— START OF GIVEN PASSAGE —
Skip to content

Telemetry Smoke

imperfect-cli telemetry-smoke proves the external-fetch failure and Alice retry telemetry paths without touching live AQICN or Alice dependencies. The command swaps in deterministic in-process HTTP clients, forwards the real Logfire metric/log calls when LOGFIRE_TOKEN is configured, and fails if the expected attributes are missing or if the sentinel AQICN token appears in telemetry attributes.

Hermetic local check:

env $(grep -v '^#' env.template | xargs) LOGFIRE_TOKEN= DATABASE_URL= \
  uv run imperfect-cli telemetry-smoke --no-emit-logfire

Logfire-exporting smoke, using LOGFIRE_TOKEN from .env.cli or the shell:

env $(grep -v '^#' env.template | grep -v '^LOGFIRE_TOKEN=' | xargs) \
  uv run imperfect-cli telemetry-smoke

Expected command output includes:

  • external.fetch.outcome with target=aqicn, status=http_error
  • environment.aqicn_failed with target=aqicn, status=http_error
  • Alice fetch_data transient error, retrying with target=alice.fetch_data, attempt=1, max_attempts=2
  • Alice fetch_data connection error with target=alice.fetch_data, attempt=2, max_attempts=2

Logfire Queries

Run these against the imperfect-api Logfire project after the exporting smoke.
— END OF GIVEN PASSAGE —
— START OF DATA LISTING —
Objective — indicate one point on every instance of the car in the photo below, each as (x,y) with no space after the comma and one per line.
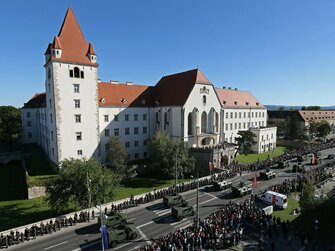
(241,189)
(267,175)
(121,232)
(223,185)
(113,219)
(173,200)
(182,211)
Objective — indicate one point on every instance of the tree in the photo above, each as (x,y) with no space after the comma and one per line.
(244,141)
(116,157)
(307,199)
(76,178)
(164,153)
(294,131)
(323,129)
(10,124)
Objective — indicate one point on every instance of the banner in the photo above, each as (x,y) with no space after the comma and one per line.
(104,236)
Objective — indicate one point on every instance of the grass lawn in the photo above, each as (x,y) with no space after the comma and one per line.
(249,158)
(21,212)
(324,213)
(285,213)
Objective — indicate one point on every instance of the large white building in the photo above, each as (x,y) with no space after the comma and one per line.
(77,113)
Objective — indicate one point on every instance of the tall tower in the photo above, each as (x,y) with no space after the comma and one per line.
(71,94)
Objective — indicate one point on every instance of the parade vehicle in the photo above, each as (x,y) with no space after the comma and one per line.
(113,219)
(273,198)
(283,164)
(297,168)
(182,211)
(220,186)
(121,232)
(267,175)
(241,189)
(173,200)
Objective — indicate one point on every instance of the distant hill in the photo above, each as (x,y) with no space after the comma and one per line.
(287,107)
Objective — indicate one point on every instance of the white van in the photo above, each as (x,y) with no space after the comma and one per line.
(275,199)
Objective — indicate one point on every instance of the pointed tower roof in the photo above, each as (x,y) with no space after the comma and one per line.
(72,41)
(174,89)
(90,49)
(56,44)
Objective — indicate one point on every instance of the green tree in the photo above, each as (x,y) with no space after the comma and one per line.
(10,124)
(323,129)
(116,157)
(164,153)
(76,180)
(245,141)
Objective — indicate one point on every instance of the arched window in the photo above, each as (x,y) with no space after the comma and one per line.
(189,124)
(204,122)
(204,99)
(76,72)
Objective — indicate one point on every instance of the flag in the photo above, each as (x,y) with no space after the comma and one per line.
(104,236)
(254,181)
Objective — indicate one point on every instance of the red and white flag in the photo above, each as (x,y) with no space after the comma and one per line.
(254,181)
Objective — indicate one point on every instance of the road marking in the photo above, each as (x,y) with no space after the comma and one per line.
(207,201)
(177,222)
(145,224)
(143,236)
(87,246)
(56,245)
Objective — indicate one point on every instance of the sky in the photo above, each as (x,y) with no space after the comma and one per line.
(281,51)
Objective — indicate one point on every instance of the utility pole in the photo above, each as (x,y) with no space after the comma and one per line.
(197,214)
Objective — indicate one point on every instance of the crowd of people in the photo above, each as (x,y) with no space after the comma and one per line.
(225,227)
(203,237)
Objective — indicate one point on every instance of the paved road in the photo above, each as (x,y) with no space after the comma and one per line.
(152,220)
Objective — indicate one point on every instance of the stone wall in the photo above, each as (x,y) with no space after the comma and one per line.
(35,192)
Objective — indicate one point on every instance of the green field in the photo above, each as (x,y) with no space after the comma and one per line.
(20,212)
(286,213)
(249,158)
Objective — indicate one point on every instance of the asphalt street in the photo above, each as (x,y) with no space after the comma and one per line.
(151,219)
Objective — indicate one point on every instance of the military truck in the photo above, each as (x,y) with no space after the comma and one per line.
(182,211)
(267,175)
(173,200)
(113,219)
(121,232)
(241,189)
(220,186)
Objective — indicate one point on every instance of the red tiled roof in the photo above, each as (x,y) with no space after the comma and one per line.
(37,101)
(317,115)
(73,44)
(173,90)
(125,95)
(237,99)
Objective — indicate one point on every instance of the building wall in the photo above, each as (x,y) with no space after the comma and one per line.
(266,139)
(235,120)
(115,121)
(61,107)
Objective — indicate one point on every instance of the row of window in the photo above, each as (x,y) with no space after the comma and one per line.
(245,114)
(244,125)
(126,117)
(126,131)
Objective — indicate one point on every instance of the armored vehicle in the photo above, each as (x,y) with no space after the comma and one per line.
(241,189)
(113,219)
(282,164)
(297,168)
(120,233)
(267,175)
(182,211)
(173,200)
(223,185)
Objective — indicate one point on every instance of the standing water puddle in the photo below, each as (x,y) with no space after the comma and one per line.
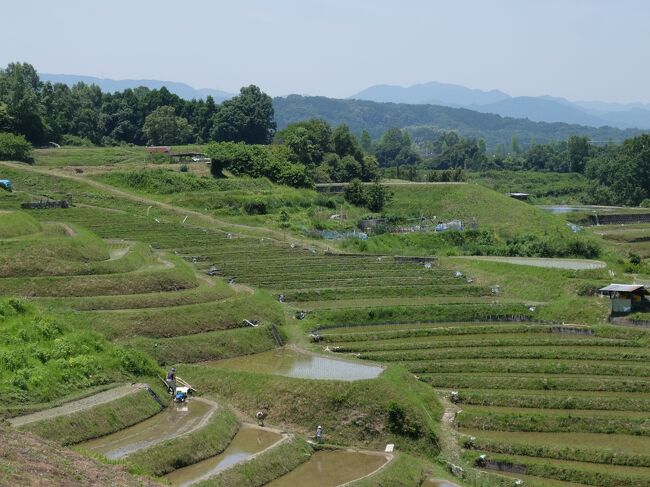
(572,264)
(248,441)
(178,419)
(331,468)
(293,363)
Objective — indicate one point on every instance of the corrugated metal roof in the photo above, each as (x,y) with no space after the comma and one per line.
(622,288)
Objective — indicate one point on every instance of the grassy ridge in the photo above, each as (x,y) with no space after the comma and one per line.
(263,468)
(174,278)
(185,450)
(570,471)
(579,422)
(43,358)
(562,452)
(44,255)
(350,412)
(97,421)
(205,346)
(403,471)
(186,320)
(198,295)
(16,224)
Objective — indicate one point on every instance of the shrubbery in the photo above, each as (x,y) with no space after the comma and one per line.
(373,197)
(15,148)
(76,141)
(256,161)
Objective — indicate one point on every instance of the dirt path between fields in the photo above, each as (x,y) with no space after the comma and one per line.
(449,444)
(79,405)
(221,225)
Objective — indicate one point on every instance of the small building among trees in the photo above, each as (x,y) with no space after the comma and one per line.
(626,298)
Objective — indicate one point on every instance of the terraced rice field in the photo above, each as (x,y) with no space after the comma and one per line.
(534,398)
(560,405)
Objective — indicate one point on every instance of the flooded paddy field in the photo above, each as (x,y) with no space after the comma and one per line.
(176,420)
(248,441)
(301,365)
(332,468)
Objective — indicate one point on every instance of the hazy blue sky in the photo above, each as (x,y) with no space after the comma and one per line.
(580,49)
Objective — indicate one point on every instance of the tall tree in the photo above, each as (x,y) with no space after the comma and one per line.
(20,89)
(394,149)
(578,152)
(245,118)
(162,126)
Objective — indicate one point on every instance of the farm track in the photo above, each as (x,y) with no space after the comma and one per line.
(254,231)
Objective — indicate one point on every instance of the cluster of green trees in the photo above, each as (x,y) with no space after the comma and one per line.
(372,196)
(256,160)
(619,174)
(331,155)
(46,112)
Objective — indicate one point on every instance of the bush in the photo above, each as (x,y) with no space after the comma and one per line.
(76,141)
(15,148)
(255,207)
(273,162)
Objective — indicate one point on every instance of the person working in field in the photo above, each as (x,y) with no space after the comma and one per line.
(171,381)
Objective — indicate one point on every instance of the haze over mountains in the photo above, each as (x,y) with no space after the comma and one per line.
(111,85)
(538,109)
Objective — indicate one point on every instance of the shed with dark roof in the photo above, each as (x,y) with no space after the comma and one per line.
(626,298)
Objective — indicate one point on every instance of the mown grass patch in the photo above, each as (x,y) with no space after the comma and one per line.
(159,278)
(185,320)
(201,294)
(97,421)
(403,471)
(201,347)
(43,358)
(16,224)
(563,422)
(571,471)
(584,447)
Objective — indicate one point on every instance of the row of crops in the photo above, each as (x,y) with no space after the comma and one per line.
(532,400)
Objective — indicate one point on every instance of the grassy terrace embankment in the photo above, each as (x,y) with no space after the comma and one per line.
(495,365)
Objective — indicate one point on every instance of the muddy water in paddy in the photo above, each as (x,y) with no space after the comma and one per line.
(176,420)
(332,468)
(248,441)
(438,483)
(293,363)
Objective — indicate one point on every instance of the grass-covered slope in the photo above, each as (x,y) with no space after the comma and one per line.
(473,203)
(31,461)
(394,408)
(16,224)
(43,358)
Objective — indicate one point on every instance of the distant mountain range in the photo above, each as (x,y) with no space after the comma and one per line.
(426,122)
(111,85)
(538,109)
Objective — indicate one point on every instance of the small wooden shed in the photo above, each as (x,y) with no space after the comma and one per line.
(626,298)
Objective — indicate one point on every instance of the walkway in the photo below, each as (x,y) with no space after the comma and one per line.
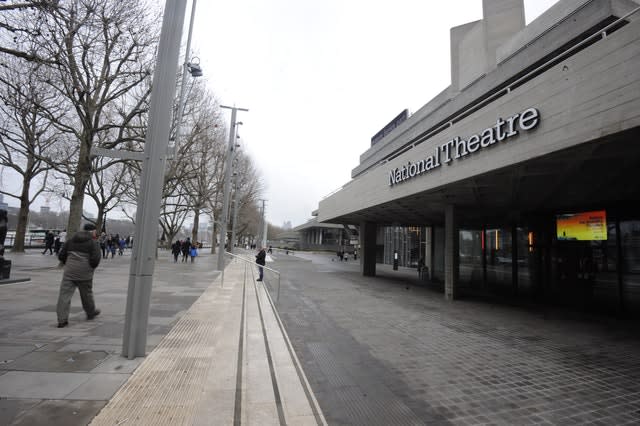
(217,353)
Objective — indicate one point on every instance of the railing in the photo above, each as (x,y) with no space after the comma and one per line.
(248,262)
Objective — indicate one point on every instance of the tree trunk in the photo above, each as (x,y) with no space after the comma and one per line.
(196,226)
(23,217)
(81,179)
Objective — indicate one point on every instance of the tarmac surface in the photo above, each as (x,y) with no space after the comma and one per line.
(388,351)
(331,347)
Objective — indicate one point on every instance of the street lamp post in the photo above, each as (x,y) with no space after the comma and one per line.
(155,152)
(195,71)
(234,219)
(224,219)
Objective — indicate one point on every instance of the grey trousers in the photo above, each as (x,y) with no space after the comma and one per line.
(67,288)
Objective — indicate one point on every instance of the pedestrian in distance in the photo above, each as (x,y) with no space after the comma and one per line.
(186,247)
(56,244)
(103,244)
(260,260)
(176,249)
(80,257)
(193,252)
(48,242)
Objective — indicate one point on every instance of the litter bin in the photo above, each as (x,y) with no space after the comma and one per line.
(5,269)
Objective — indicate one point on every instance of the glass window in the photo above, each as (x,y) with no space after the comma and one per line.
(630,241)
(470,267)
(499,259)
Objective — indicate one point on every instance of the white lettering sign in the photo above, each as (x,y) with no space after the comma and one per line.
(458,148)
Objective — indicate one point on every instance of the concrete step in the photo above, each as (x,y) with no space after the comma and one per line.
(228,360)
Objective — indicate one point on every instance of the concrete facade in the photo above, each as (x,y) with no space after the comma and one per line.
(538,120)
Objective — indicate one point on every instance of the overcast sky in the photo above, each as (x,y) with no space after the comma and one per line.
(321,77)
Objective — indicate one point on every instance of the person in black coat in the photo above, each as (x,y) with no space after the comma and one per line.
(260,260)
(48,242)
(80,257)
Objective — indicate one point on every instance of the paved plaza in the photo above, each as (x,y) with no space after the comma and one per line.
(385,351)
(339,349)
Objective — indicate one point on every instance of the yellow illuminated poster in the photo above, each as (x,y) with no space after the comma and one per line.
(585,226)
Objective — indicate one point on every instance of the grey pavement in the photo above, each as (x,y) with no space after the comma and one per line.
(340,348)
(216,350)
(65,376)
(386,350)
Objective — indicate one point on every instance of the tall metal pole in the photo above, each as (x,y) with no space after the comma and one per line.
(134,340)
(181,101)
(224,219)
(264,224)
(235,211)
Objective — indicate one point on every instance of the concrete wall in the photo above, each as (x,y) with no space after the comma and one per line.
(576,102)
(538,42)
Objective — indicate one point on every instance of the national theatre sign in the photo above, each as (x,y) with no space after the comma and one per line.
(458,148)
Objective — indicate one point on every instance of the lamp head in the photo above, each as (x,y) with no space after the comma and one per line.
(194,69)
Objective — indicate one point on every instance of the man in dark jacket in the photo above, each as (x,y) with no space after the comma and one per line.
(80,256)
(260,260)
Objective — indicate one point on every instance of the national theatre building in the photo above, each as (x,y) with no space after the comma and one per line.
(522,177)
— END OF DATA LISTING —
TASK REQUIREMENTS
• a. Answer from the Telemetry Smoke page:
(i) Which environment variable, when configured, makes the command forward the real Logfire metric/log calls?
(ii) What flag does the hermetic local check pass to imperfect-cli telemetry-smoke?
(iii) Against which Logfire project should the queries be run?
• b. Continue the Telemetry Smoke page from its last sentence.
The records are material apart from the Telemetry Smoke page.

WRITTEN ANSWERS
• a.
(i) LOGFIRE_TOKEN
(ii) --no-emit-logfire
(iii) imperfect-api

• b.
Metric:

SELECT service_name, metric_name, attributes->>'target' AS target,
       attributes->>'status' AS status, sum(scalar_value) AS n,
       max(recorded_timestamp) AS latest
FROM metrics
WHERE recorded_timestamp > now() - interval '30 minutes'
  AND service_name = 'imperfect-cli'
  AND metric_name = 'external.fetch.outcome'
GROUP BY service_name, metric_name, target, status
ORDER BY latest DESC
LIMIT 20;

Warnings/errors:

SELECT service_name, message, level, attributes->>'target' AS target,
       attributes->>'status' AS status, attributes->>'attempt' AS attempt,
       attributes->>'max_attempts' AS max_attempts,
       attributes->>'error_type' AS error_type,
       attributes->>'status_code' AS status_code,
       count(*) AS n, max(start_timestamp) AS latest
FROM records
WHERE start_timestamp > now() - interval '30 minutes'
  AND service_name = 'imperfect-cli'
  AND message IN (
    'environment.aqicn_failed',
    'Alice fetch_data transient error, retrying',
    'Alice fetch_data connection error'
  )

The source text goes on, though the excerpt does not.